> **EXERCISES**:
A - Can you give the stretch of the Klagenfurt restaurant review from "Eating like an" through "stopped noticing it." again, switching "laid back" to "relaxed"?
B - Could you resume the Klagenfurt restaurant review, carrying it on from its last sentence?

Begin PASSAGE

Eating like an Emperor!

Gasthaus im Landhaushof, Klagenfurt


This indoor/outdoor restaurant is housed in a building as imposing as that of the Arkadenhof, its neighbor across the square, but the ambience is more laid back—one of our fellow diners was wearing a football strip and didn't seem at all out of place. Our reception at the door was breezy and informal; I felt that I could have come in shorts and a T-shirt without raising an eyebrow. Families seemed to be a regular feature; there was a group with parents, two children and a grandmother.

 

May decorations were in evidence, though not so monumental as in the Arkadenhof—our table had a miniature Maypole. The background music was a diplomatic compromise: pop, but quiet and unobtrusive, so that we soon stopped noticing it.

 

To start, as part of my continuing research (!), I ordered garlic cream soup with croutons, chives and bacon. The garlic was uncompromisingly in evidence and made me determined that I would seek out a recipe. In fact, we would experience garlic soups all over Carinthia that would equal it if not excel it.

End PASSAGE
Begin STORED RECORDS

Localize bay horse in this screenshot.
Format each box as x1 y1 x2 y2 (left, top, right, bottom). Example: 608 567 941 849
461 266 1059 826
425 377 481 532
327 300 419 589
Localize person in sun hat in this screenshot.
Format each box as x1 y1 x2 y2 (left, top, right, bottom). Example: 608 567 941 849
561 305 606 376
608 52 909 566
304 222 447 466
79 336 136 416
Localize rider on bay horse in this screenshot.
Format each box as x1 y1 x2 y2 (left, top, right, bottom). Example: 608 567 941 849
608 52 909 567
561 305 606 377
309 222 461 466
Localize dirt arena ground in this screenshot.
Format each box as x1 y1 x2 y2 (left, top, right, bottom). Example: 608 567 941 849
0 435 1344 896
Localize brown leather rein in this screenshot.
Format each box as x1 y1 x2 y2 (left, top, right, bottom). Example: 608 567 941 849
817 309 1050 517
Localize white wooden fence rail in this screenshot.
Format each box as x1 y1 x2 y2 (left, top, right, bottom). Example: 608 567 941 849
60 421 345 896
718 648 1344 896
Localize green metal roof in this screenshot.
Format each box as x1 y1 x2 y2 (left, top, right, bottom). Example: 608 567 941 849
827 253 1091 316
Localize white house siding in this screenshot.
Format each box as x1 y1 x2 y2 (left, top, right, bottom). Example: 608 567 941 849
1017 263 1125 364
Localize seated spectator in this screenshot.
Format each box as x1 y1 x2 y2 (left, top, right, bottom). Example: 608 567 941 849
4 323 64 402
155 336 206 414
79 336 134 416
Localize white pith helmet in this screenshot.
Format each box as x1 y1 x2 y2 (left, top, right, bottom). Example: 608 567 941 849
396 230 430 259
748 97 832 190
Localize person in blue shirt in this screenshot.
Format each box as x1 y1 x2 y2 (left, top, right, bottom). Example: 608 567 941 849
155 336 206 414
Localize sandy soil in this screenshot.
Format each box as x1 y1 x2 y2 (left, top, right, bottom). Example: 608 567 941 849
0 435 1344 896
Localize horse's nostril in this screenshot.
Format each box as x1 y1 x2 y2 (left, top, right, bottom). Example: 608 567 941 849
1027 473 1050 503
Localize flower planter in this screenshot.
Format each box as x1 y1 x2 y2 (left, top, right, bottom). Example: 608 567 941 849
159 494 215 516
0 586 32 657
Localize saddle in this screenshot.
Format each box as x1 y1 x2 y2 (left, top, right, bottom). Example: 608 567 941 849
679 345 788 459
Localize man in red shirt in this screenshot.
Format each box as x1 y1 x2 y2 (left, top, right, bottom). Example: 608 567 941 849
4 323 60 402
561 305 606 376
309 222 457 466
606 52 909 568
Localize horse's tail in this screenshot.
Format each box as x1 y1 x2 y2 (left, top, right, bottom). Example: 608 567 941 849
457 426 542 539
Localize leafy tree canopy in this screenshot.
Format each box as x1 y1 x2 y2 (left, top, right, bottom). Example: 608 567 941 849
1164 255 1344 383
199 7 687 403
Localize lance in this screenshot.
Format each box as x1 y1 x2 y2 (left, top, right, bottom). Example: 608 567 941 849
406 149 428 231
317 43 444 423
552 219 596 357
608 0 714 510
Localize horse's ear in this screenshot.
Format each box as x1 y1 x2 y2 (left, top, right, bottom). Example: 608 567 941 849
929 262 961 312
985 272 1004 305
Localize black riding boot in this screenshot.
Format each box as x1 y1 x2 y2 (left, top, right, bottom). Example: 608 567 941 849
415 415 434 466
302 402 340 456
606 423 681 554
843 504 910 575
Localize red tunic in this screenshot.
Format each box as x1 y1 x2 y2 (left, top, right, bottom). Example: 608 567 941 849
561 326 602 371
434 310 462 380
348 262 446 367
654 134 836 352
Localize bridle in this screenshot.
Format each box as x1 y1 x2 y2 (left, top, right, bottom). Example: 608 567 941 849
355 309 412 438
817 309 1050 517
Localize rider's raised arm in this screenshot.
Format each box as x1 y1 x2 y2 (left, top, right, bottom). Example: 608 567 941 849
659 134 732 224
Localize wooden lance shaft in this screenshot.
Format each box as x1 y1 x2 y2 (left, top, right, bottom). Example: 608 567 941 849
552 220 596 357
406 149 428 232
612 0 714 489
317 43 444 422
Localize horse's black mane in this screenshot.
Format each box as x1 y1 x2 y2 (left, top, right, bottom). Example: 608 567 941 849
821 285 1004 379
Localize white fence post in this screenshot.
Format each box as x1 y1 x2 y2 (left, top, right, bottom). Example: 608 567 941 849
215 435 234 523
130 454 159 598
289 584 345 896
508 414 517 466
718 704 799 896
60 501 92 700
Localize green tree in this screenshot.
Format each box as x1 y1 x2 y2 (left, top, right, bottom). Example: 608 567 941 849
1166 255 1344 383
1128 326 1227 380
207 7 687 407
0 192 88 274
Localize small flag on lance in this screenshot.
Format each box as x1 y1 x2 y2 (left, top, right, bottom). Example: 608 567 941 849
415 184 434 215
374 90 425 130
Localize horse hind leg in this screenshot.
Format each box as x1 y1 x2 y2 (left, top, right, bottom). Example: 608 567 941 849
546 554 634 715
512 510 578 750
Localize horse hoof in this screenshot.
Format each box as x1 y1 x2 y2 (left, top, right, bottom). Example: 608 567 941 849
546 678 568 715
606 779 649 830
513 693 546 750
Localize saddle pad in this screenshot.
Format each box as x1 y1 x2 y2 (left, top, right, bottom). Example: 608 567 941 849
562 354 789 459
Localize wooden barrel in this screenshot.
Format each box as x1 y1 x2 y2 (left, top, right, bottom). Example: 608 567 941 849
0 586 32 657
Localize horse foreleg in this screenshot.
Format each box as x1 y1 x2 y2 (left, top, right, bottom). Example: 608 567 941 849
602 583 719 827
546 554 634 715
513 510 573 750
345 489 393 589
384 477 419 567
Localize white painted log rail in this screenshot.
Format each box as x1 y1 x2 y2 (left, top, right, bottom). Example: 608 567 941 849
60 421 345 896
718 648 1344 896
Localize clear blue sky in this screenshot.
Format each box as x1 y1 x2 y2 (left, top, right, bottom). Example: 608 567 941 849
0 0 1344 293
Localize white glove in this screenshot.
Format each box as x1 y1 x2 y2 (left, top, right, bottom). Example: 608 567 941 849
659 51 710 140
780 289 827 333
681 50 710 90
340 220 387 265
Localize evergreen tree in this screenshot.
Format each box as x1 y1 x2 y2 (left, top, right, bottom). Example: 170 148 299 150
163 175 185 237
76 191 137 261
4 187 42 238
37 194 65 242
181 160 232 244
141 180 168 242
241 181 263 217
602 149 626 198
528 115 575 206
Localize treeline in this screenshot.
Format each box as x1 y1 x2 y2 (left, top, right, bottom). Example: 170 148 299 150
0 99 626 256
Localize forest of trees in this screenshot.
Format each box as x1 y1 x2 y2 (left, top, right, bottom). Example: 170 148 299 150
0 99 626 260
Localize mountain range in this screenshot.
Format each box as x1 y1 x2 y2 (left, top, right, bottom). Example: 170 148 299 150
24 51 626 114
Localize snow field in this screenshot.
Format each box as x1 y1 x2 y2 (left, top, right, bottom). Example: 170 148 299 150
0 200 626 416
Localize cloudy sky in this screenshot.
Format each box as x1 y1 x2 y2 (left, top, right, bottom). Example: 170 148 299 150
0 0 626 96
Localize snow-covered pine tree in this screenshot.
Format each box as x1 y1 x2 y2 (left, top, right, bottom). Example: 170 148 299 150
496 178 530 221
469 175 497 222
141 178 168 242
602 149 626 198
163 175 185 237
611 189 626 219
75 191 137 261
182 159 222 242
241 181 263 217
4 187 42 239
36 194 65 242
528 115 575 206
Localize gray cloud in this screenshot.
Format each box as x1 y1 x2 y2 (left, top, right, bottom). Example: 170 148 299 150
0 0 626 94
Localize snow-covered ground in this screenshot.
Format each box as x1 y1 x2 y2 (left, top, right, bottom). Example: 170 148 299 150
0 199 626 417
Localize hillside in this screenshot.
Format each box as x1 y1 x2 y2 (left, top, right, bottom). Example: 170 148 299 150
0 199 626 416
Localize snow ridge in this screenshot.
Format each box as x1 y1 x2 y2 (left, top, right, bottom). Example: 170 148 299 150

End STORED RECORDS

> **ANSWERS TO EACH TASK**:
A -
Eating like an Emperor!

Gasthaus im Landhaushof, Klagenfurt


This indoor/outdoor restaurant is housed in a building as imposing as that of the Arkadenhof, its neighbor across the square, but the ambience is more relaxed—one of our fellow diners was wearing a football strip and didn't seem at all out of place. Our reception at the door was breezy and informal; I felt that I could have come in shorts and a T-shirt without raising an eyebrow. Families seemed to be a regular feature; there was a group with parents, two children and a grandmother.

 

May decorations were in evidence, though not so monumental as in the Arkadenhof—our table had a miniature Maypole. The background music was a diplomatic compromise: pop, but quiet and unobtrusive, so that we soon stopped noticing it.

B -
Not in the mood for wine, I glanced at the beer list. A name leapt out at me that I hadn’t seen for years—Weihenstephan, the great Bavarian brewery, now operated by the state, that has been in continuous production since 1040A.D! The list offered their Hefe-Weissbier, a yeasty wheat beer that I had drunk so often and so joyously in Darmstadt. It is not unlike the English sedimented ale, Worthington White Label, but the manner of serving is amusingly different. An English publican exhibits his expertise by slowly pouring the beer into a glass held at an angle and stopping just as the sediment is reached, so that it remains crystal clear.

 

Germans and Belgians, on the other hand, empty the bottle down to the last couple of inches, then put their thumb over the top and shake it vigorously so that all the yeast goes into the cloudy foaming top-up. But even Bavarians appear to be growing effete. Weihenstephan now makes a Kristallweissbier in which the sediment is painstakingly removed before bottling, thus smoothing (i.e. emasculating) both appearance and flavor.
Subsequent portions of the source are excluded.